WHAT IS BEING ASKED
Please report every line of the entries below that contains the word "window", copying each line in full. Case counts.

Raw entries:
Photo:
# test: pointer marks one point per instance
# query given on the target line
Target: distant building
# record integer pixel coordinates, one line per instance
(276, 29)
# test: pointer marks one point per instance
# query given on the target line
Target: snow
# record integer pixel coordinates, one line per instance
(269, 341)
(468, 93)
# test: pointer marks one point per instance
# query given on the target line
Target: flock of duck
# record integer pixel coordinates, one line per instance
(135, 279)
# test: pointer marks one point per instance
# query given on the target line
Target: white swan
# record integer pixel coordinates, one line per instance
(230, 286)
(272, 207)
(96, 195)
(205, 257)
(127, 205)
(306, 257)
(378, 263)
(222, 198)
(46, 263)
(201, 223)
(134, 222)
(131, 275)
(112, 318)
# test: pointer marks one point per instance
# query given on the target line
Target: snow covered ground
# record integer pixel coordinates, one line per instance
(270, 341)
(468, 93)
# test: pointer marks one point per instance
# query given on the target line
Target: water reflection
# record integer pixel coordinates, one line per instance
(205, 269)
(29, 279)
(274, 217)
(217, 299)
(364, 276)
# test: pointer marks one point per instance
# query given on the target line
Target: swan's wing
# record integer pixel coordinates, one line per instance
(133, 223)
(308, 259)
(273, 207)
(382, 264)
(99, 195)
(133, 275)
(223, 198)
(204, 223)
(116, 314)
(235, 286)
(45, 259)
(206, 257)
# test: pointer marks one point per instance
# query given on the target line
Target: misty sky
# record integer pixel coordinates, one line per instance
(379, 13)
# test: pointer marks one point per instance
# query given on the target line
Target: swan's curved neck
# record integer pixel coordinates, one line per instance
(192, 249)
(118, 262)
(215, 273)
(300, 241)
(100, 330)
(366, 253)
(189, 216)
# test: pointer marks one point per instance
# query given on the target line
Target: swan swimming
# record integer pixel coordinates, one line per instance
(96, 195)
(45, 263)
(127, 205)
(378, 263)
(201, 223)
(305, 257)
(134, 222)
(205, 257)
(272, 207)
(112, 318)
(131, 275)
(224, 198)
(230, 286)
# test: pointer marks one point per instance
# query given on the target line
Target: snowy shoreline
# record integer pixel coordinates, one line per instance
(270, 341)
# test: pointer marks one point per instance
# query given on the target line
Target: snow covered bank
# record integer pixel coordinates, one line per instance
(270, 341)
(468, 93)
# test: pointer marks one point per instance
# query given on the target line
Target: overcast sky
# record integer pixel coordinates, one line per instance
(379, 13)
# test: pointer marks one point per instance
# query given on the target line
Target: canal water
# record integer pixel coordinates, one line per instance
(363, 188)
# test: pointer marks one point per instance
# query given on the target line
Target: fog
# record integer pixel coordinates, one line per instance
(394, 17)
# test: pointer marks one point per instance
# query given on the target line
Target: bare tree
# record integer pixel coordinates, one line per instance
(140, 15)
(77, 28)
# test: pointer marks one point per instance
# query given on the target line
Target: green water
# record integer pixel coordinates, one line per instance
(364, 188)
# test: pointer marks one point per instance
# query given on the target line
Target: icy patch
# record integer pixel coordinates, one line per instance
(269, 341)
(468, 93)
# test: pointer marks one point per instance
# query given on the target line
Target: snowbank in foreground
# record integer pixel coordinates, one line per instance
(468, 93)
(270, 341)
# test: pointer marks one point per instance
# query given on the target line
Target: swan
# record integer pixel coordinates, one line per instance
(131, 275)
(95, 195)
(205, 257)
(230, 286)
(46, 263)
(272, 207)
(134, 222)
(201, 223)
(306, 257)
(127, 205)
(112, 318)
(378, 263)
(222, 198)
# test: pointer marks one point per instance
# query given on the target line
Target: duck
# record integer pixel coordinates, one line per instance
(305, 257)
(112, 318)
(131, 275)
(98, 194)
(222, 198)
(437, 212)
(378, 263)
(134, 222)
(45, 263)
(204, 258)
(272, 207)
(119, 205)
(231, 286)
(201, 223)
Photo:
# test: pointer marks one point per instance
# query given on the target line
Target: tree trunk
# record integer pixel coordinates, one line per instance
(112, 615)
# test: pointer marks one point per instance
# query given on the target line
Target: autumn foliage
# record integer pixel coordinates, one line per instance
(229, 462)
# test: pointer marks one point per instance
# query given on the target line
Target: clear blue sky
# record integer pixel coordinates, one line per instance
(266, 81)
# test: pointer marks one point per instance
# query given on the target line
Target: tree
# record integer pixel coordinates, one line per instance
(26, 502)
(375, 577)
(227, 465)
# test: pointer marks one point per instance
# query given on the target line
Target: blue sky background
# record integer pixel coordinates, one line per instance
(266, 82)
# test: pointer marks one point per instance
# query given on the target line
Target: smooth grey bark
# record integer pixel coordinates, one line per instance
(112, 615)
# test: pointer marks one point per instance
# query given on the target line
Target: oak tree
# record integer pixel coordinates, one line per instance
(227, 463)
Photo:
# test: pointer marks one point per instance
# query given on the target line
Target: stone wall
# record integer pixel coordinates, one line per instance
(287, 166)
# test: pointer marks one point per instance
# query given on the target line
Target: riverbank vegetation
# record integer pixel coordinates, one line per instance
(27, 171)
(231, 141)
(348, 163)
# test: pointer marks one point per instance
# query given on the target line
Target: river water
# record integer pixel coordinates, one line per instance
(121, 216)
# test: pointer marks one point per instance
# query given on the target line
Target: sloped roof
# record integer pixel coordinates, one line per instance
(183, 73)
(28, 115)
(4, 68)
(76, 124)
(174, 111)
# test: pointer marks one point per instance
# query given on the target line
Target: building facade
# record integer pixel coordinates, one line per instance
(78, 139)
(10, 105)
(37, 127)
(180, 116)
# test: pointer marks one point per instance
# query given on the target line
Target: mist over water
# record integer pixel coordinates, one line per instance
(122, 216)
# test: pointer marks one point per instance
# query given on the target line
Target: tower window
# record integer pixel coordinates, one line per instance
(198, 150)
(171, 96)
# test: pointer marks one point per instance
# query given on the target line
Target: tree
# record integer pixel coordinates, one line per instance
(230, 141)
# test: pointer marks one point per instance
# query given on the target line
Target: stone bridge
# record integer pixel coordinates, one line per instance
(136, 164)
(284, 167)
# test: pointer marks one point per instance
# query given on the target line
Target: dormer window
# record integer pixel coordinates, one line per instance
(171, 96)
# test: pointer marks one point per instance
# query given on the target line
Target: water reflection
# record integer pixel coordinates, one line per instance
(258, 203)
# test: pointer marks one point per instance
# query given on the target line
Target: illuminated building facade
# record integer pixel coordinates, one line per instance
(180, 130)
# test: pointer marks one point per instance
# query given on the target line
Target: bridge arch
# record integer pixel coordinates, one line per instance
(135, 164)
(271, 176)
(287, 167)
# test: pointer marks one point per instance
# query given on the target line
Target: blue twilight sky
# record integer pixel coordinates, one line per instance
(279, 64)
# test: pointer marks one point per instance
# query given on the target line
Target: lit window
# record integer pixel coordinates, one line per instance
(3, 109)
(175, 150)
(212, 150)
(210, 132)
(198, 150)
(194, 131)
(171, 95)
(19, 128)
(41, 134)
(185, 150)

TASK ANSWER
Target: tower window
Target: dormer window
Target: lit window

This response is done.